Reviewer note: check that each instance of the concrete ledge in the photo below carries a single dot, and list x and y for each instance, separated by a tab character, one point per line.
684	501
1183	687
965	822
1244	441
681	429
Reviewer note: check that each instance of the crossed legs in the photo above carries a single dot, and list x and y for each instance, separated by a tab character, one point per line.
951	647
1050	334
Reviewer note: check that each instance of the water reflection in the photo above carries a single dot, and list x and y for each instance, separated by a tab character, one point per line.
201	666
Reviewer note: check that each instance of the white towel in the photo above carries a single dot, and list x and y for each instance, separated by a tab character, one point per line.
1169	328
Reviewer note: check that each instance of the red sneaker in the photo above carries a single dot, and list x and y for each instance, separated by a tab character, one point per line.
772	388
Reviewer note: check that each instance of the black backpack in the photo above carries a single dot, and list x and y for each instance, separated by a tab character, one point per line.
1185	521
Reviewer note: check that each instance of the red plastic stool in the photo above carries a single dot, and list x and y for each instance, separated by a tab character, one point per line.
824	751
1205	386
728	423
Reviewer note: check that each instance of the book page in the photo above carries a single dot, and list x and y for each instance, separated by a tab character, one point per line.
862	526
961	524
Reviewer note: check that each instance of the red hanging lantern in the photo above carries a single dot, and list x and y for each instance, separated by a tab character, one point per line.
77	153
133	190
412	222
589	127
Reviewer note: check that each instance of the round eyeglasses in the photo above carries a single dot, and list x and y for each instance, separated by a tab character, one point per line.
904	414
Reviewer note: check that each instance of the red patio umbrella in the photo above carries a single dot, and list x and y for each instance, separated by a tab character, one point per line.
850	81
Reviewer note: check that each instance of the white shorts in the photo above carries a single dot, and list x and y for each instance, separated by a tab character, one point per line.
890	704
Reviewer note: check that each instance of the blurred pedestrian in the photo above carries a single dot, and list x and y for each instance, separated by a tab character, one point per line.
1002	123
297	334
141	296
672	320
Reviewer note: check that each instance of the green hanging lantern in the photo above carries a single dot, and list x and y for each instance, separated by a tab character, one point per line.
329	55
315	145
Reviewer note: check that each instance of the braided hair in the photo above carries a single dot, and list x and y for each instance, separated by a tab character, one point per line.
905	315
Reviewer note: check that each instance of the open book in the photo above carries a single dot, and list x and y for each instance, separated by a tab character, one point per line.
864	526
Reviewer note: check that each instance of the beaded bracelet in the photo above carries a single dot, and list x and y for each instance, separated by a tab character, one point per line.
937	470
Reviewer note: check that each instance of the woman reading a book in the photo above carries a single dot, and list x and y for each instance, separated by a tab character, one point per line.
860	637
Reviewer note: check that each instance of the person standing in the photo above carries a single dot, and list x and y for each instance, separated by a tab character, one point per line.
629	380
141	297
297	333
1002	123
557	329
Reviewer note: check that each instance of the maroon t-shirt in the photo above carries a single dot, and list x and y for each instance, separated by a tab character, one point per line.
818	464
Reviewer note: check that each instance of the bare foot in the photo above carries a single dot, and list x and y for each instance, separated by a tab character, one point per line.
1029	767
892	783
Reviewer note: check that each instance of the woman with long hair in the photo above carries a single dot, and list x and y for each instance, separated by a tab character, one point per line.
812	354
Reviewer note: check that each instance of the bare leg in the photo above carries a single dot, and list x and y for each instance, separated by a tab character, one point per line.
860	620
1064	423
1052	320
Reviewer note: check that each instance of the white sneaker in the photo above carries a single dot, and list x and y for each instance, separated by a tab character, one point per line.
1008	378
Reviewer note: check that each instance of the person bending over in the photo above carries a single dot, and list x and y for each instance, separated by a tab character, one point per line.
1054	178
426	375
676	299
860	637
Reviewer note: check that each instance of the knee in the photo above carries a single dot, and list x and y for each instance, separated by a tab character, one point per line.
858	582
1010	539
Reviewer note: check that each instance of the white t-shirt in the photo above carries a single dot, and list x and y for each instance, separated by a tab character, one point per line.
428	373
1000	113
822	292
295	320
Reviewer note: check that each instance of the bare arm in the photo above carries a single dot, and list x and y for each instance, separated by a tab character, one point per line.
--
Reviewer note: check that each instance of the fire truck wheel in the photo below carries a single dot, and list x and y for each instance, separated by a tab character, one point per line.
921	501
...
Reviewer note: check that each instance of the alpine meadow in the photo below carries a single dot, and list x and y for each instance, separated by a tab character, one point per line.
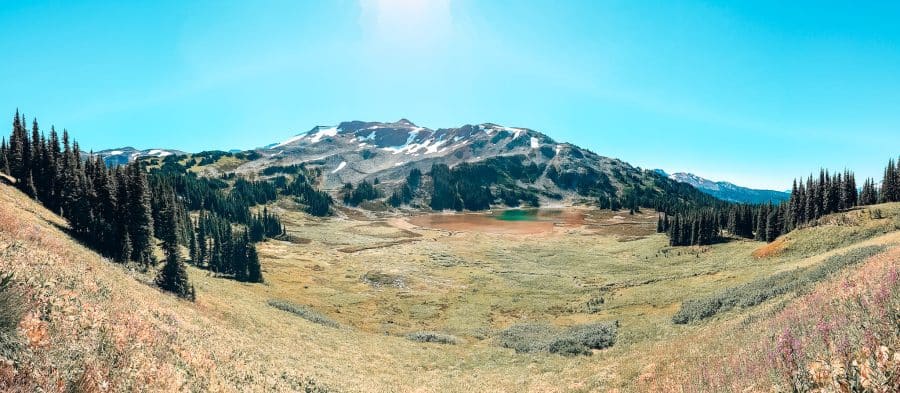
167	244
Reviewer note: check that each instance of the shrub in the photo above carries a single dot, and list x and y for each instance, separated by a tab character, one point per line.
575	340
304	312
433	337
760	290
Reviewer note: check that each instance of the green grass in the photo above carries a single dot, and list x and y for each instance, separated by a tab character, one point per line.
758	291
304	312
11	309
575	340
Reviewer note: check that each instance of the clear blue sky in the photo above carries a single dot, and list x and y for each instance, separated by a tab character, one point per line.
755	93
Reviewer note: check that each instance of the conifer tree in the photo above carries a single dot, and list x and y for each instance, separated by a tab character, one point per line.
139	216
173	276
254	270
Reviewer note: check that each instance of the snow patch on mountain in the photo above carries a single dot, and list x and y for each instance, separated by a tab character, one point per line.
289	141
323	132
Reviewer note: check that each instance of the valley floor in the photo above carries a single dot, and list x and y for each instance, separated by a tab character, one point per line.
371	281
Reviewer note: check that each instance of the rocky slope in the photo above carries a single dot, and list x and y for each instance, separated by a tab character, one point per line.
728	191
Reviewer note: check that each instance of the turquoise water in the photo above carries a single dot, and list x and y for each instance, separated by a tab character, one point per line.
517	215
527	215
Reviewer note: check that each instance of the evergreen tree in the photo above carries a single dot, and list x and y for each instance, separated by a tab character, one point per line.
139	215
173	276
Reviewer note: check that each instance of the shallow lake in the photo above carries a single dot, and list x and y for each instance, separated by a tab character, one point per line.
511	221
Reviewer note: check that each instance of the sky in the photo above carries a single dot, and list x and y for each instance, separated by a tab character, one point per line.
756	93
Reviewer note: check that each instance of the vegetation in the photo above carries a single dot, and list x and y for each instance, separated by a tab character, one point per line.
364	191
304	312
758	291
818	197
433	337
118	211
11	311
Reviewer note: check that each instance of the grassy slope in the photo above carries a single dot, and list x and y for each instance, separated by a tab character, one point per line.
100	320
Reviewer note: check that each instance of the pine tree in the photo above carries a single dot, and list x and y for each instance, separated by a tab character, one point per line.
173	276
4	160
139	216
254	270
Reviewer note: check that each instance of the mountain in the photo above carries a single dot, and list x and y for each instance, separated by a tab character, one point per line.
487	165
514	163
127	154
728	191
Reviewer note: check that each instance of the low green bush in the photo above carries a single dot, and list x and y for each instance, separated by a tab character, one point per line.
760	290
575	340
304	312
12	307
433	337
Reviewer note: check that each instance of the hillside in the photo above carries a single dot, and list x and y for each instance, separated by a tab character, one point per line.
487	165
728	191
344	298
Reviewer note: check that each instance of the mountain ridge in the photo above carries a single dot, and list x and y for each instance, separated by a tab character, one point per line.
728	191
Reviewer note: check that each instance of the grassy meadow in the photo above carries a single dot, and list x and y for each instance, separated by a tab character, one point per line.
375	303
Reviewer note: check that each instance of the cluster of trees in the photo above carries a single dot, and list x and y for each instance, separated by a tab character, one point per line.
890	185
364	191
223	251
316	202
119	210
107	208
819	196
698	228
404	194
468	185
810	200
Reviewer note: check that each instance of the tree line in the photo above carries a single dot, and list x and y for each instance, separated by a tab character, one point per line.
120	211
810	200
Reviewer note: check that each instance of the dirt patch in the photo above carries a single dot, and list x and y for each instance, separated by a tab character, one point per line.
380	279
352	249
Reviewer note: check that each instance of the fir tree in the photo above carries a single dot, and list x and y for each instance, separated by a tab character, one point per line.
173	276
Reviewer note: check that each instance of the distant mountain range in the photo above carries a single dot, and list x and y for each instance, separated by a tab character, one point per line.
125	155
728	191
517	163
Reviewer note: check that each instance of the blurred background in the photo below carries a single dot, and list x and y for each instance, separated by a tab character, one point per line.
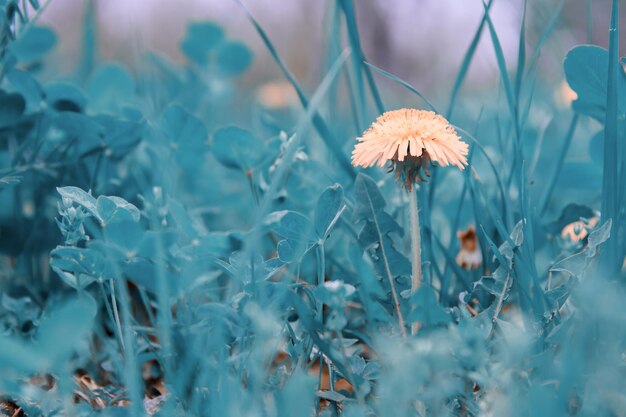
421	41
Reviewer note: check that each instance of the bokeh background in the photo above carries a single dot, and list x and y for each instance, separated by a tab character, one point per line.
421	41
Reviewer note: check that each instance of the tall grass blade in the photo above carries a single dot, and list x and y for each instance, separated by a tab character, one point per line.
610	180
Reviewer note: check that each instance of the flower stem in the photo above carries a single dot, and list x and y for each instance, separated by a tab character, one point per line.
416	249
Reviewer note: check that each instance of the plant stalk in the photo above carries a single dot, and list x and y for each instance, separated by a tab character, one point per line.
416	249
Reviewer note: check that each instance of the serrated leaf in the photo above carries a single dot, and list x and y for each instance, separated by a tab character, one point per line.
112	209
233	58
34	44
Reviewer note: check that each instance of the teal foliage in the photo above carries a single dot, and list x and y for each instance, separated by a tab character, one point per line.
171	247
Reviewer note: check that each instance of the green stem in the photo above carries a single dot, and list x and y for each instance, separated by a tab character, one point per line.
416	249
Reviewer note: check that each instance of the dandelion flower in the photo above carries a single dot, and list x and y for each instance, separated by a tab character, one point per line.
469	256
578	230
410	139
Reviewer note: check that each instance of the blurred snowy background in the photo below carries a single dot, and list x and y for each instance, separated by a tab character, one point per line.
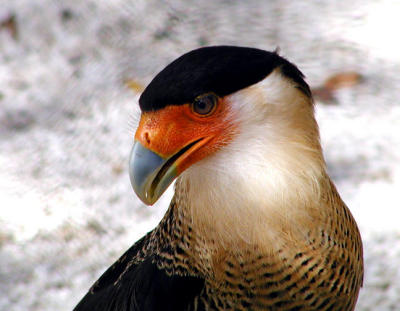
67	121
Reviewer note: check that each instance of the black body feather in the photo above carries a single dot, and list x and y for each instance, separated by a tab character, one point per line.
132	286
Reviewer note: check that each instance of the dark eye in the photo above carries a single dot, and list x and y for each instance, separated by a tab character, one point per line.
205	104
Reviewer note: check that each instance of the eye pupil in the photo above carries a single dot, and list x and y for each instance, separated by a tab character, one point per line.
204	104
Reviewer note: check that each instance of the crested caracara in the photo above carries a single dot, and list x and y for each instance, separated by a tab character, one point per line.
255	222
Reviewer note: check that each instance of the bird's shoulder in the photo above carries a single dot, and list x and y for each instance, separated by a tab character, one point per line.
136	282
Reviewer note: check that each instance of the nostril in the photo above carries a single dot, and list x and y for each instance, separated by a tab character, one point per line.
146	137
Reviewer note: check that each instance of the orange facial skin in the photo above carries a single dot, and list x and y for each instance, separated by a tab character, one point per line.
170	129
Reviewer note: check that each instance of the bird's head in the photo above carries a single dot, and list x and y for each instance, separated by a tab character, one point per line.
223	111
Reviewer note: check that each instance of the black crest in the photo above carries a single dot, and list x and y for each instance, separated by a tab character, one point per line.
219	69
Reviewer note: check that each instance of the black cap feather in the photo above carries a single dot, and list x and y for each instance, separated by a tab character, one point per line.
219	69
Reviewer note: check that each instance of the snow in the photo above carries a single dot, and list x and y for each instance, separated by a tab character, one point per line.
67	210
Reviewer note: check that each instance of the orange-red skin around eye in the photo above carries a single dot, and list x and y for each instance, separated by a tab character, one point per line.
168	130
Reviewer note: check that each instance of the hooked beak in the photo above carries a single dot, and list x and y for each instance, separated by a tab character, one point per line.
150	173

Given task:
Count the lines in the data above that contain the string "patch", treating uppercase and lowercase as different, and give only the number.

Output of the task:
2